▶ Goal:
Lay out the data below as a JSON list of strings, one string for each line, leaving out any blank lines.
Begin
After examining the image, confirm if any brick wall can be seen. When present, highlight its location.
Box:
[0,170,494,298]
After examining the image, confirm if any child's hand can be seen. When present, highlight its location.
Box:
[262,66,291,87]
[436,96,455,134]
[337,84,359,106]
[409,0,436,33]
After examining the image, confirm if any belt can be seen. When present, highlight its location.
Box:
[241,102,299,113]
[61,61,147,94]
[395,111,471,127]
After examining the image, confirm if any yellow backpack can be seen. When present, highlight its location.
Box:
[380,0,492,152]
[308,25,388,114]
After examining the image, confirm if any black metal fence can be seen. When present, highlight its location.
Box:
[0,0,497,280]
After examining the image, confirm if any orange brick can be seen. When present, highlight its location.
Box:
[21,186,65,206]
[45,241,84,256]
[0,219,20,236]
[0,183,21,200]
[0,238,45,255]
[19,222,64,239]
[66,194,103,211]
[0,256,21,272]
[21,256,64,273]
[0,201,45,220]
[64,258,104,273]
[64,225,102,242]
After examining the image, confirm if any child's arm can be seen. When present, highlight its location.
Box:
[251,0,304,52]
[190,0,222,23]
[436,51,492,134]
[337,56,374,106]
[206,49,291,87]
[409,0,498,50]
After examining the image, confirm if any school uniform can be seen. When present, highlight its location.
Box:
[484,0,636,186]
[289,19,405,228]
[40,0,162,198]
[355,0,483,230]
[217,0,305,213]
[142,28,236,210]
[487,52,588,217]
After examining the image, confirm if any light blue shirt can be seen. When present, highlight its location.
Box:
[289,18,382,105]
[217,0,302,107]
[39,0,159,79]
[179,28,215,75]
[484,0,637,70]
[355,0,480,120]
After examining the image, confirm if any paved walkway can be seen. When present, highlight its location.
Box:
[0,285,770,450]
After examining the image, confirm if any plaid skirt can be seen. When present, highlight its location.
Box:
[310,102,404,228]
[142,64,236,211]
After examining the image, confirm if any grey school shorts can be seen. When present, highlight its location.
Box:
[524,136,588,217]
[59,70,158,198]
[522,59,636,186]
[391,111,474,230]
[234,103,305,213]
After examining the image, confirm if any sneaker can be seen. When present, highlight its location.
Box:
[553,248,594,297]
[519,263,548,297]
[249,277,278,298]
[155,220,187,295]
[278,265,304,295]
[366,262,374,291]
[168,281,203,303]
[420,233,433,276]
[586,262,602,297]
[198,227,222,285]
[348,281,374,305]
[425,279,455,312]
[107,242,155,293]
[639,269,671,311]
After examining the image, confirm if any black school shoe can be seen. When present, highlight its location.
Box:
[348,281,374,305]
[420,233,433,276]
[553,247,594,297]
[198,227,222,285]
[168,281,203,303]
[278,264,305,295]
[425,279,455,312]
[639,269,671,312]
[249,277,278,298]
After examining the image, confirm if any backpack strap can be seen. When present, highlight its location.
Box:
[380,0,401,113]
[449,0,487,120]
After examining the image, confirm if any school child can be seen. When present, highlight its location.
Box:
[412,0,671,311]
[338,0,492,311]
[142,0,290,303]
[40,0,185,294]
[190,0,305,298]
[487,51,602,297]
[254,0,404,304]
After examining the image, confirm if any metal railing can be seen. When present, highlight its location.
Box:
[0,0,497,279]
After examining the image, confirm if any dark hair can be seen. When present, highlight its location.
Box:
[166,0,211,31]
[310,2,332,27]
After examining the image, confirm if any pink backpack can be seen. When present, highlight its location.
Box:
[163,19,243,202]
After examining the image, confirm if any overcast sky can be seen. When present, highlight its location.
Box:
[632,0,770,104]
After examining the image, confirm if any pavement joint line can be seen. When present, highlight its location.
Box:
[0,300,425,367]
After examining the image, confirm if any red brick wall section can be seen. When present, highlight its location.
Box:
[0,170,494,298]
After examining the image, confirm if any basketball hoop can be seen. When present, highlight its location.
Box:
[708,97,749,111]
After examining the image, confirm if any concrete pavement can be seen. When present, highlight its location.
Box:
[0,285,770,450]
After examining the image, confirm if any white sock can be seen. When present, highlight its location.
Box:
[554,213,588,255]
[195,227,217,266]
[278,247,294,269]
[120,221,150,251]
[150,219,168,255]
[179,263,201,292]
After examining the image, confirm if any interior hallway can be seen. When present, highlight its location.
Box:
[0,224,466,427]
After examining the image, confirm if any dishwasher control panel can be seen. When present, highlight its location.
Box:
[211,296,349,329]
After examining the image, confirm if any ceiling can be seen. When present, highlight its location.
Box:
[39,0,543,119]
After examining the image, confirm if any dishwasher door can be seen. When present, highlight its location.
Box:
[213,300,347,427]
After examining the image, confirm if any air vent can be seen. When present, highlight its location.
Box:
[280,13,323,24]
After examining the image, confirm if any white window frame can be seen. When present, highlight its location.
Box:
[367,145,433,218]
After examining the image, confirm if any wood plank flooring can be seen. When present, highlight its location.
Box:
End
▶ Full answer:
[
  "After examining the image, confirm if any brick wall can be seen. When present, highlight its location.",
  "Box:",
  "[0,170,494,298]",
  "After examining the image, confirm if any child's hand can be seen. When present, highlight its location.",
  "Box:",
  "[262,66,291,87]",
  "[436,96,455,134]",
  "[337,84,359,106]",
  "[409,0,436,33]",
  "After examining the image, confirm if any belt can be seen. When present, highlight its location.",
  "Box:",
  "[241,102,299,113]",
  "[61,61,147,94]",
  "[395,111,471,127]",
  "After examining the image, confirm if any yellow backpack can be seen. When present, highlight its location.",
  "Box:",
  "[380,0,492,152]",
  "[308,25,388,114]",
  "After examining the image, confirm if any black metal fence can be seen. When present, highlight its location.",
  "Box:",
  "[0,0,497,280]",
  "After examining the image, confirm if any orange brick can be seen. When present, highlight its location.",
  "Box:",
  "[21,186,65,206]",
  "[45,241,84,256]",
  "[0,219,20,236]",
  "[0,183,21,200]",
  "[0,238,45,255]",
  "[19,222,64,239]",
  "[66,194,103,211]",
  "[0,256,21,272]",
  "[21,256,64,273]",
  "[0,201,45,220]",
  "[64,258,104,273]",
  "[64,225,102,242]",
  "After examining the image, confirm if any child's arm can be seen. When present, highlight its location.",
  "Box:",
  "[251,0,304,52]",
  "[190,0,222,23]",
  "[436,51,492,134]",
  "[337,56,374,106]",
  "[206,49,291,87]",
  "[409,0,498,50]",
  "After examining the image, confirm if any school uniform can be seen. When present, highlight its location.",
  "Box:",
  "[484,0,636,186]",
  "[289,19,405,228]",
  "[40,0,162,198]",
  "[355,0,483,230]",
  "[217,0,305,213]",
  "[142,28,236,210]",
  "[487,52,588,217]",
  "After examining the image, confirm if any light blue shirt can be seen. When present, highlight its location.",
  "Box:",
  "[289,18,382,105]",
  "[217,0,302,107]",
  "[39,0,159,79]",
  "[179,28,215,75]",
  "[484,0,637,70]",
  "[355,0,480,120]",
  "After examining the image, confirm if any paved walkway can be seen. When present, highlight its location.",
  "Box:",
  "[0,285,770,450]",
  "After examining the image, confirm if any plaid skirt can be seen. When present, highlight its location.",
  "Box:",
  "[310,102,404,228]",
  "[142,64,236,211]",
  "After examining the image, confirm if any grey school shorts can be seen. When present, highlight its location.",
  "Box:",
  "[524,136,588,217]",
  "[59,70,158,198]",
  "[522,59,636,186]",
  "[391,111,474,230]",
  "[234,103,305,213]",
  "After examining the image, confirm if any sneaker can be seen. When present, highlight its location.",
  "Box:",
  "[553,248,594,297]",
  "[519,263,548,297]",
  "[249,277,278,298]",
  "[155,220,187,295]",
  "[278,265,304,295]",
  "[366,262,374,291]",
  "[168,281,203,303]",
  "[420,233,433,276]",
  "[586,262,602,297]",
  "[198,227,222,285]",
  "[348,281,374,305]",
  "[425,279,455,312]",
  "[107,242,155,293]",
  "[639,269,671,311]",
  "After examining the image, confirm if any black school shoe can be seen. When present, highlight its location.",
  "Box:",
  "[348,281,374,305]",
  "[420,233,433,276]",
  "[553,247,594,297]",
  "[198,227,222,285]",
  "[168,281,203,303]",
  "[278,264,305,295]",
  "[425,279,455,312]",
  "[639,269,671,312]",
  "[249,277,278,298]",
  "After examining the image, confirm if any backpack strap can be seen. When present, highlight its location.",
  "Box:",
  "[380,0,401,113]",
  "[449,0,487,120]",
  "After examining the image, confirm if any school child can be seen. When present, highlight its location.",
  "Box:",
  "[412,0,671,311]",
  "[338,0,492,311]",
  "[142,0,290,303]",
  "[40,0,185,294]",
  "[190,0,305,298]",
  "[487,51,602,297]",
  "[254,0,404,304]",
  "After examining the image, confirm if any metal railing can be seen. When present, highlight its location.",
  "Box:",
  "[0,0,497,279]",
  "After examining the image, confirm if any dark hair can be seen. When present, highlight its location.",
  "Box:",
  "[166,0,211,31]",
  "[310,2,332,27]",
  "After examining the image, confirm if any pink backpack can be seen. When present, highlight its location.",
  "Box:",
  "[163,19,243,202]",
  "After examining the image, confirm if any overcast sky can be seen. When present, highlight its location.",
  "Box:",
  "[632,0,770,104]",
  "After examining the image, confirm if any pavement joint line can be seen. When present, highlight its location.",
  "Box:",
  "[0,300,425,367]",
  "After examining the image, confirm if any red brick wall section can be seen. When present, highlight its location.",
  "Box:",
  "[0,170,494,298]",
  "After examining the image, confirm if any basketball hoop can be seen. When present, highlight its location.",
  "Box:",
  "[708,97,749,111]",
  "After examining the image, confirm if any concrete pavement can be seen. When present, highlight its location.",
  "Box:",
  "[0,285,770,450]",
  "After examining the image, confirm if any white sock can be seen. When present, highlight its location.",
  "Box:",
  "[554,213,588,255]",
  "[195,227,217,266]",
  "[278,247,294,269]",
  "[120,221,150,251]",
  "[150,219,168,255]",
  "[179,263,201,292]",
  "After examining the image, confirm if any interior hallway can be seen. When present, highlight its location.",
  "Box:",
  "[0,224,466,427]",
  "After examining the image, confirm if any dishwasher control panel can be seen. When present, highlight its location.",
  "Box:",
  "[211,296,349,329]",
  "After examining the image, confirm if any ceiling can be seen. When present, highlight its location.",
  "Box:",
  "[39,0,543,119]",
  "After examining the image, confirm if any dishwasher door can be seen. When present, highlight its location.",
  "Box:",
  "[213,300,347,427]",
  "After examining the image, confirm if any air vent can be seen. When present, highlight its location.",
  "Box:",
  "[280,13,323,24]",
  "After examining the image, confirm if any white window frame can be seen. When present, highlight its location.",
  "Box:",
  "[367,145,433,218]",
  "After examining the image, confirm if any wood plank flooring can be seen. When present, highlight its location.",
  "Box:"
]